Records in a dataset:
########################################
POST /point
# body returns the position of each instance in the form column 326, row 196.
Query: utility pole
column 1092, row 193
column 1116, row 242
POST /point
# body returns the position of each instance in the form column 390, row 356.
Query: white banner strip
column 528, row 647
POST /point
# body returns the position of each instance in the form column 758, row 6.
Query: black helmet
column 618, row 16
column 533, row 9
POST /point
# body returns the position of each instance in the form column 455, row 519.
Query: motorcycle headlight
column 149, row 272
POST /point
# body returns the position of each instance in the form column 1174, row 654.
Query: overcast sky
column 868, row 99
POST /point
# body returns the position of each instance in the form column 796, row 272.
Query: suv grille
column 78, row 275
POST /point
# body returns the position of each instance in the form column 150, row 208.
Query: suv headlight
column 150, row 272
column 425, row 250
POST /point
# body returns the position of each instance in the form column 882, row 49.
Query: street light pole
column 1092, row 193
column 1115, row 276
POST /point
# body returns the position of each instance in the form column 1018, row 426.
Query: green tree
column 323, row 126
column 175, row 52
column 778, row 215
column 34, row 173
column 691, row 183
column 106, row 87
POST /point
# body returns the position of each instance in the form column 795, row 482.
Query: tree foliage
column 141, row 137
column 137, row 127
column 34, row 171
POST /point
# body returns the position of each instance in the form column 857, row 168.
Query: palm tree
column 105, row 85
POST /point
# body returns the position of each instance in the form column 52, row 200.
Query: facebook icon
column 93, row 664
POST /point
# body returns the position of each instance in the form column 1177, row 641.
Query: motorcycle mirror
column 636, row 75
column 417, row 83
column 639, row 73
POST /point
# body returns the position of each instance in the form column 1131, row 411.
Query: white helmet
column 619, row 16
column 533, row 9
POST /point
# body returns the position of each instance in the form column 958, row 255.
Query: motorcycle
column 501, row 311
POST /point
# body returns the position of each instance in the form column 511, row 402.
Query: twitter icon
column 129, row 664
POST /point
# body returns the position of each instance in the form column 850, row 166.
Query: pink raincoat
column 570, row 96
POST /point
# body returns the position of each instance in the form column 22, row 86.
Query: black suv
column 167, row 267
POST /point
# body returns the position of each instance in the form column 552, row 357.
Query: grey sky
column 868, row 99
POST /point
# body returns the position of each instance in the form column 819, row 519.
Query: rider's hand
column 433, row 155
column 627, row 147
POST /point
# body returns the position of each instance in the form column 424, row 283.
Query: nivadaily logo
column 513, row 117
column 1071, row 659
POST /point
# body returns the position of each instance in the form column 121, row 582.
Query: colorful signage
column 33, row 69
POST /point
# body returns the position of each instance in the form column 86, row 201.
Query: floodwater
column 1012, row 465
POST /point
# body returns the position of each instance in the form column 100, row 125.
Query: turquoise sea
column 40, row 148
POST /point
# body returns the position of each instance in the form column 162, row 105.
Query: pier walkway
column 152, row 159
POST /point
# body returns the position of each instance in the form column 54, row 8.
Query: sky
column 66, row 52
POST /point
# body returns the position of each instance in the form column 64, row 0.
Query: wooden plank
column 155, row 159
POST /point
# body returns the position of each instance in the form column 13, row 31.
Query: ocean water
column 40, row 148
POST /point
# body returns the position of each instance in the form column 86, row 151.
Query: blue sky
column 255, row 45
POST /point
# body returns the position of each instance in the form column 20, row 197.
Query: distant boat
########################################
What you should do: Rewrite the material above with "Query" replaced by "Label" everywhere it occurs, keeping every other line and character the same.

Written solution:
POST /point
# body returns the position of each instance in the form column 326, row 196.
Label: utility pole
column 1092, row 193
column 1116, row 242
POST /point
# body returns the position of each instance in the form column 390, row 356.
Label: white banner strip
column 528, row 647
POST /point
# body returns the position of each instance in the form column 758, row 6.
Label: black helmet
column 618, row 16
column 533, row 9
POST /point
# body returns the position of each instance in the form column 455, row 519.
Label: motorcycle headlight
column 149, row 272
POST /point
# body returns the position of each instance in the form column 1174, row 654.
Label: overcast sky
column 868, row 99
POST /point
# body returns the position of each instance in the form column 796, row 272.
Label: suv grille
column 78, row 275
POST /point
# body returns the position of each instance in the form column 150, row 208.
Label: suv headlight
column 150, row 272
column 425, row 250
POST /point
# body returns the position of each instance in the form column 882, row 49.
Label: street light pole
column 1092, row 193
column 1115, row 276
POST /point
# body returns the position of each instance in the form column 1018, row 426.
Label: green tree
column 323, row 126
column 175, row 52
column 778, row 215
column 34, row 173
column 691, row 183
column 106, row 87
POST /point
# body returns the position of each instance in the form column 795, row 482.
Label: tree foliage
column 141, row 137
column 137, row 127
column 34, row 171
POST /point
# body returns the position of each instance in the form column 857, row 168.
Label: palm tree
column 105, row 85
POST /point
# body returns the position of each instance in the form column 52, row 200.
Label: facebook icon
column 93, row 664
POST /point
# body returns the position of each instance in the form column 1177, row 641.
Label: motorcycle mirror
column 636, row 75
column 417, row 83
column 639, row 73
POST /point
# body returns the position of each instance in the form column 1131, row 411.
Label: white helmet
column 619, row 16
column 533, row 9
POST /point
# body returns the position of each instance in the form column 958, row 255.
Label: motorcycle
column 501, row 311
POST /point
# body returns the position of each instance in the form column 511, row 402.
Label: twitter icon
column 129, row 664
POST /point
# body returns the position of each instance in the form column 850, row 166.
Label: pink raincoat
column 570, row 96
POST /point
# body returns the position of each instance in the form column 22, row 86.
Label: black suv
column 167, row 267
POST /point
# body returns the position of each instance in the form column 552, row 357.
Label: grey sky
column 868, row 99
POST /point
# body returns the position of each instance in the form column 819, row 519.
Label: rider's hand
column 433, row 155
column 627, row 147
POST /point
# body returns the position of each instance in the form column 424, row 283.
Label: nivadaily logo
column 513, row 117
column 1071, row 659
POST /point
# body returns the position of each instance in the form column 121, row 582.
Label: colorful signage
column 33, row 69
POST /point
# body returns the position of each instance in the form column 86, row 201.
Label: floodwater
column 1012, row 465
POST /point
# body returns the position of each instance in the form column 100, row 125.
Label: turquoise sea
column 40, row 148
POST /point
# body returns the position of each instance in the form column 162, row 105.
Label: pier walkway
column 152, row 159
POST /point
# body returns the position of each instance in the form column 54, row 8.
Label: sky
column 66, row 52
POST /point
# body returns the position of each instance in the form column 64, row 0.
Label: wooden plank
column 155, row 159
POST /point
# body returns the position of each instance in the form column 13, row 31.
Label: ocean water
column 40, row 148
POST /point
# body returns the position of each instance in the form column 86, row 151.
Label: blue sky
column 255, row 45
POST /point
# body returns the position of each instance in the form column 20, row 197.
Label: distant boat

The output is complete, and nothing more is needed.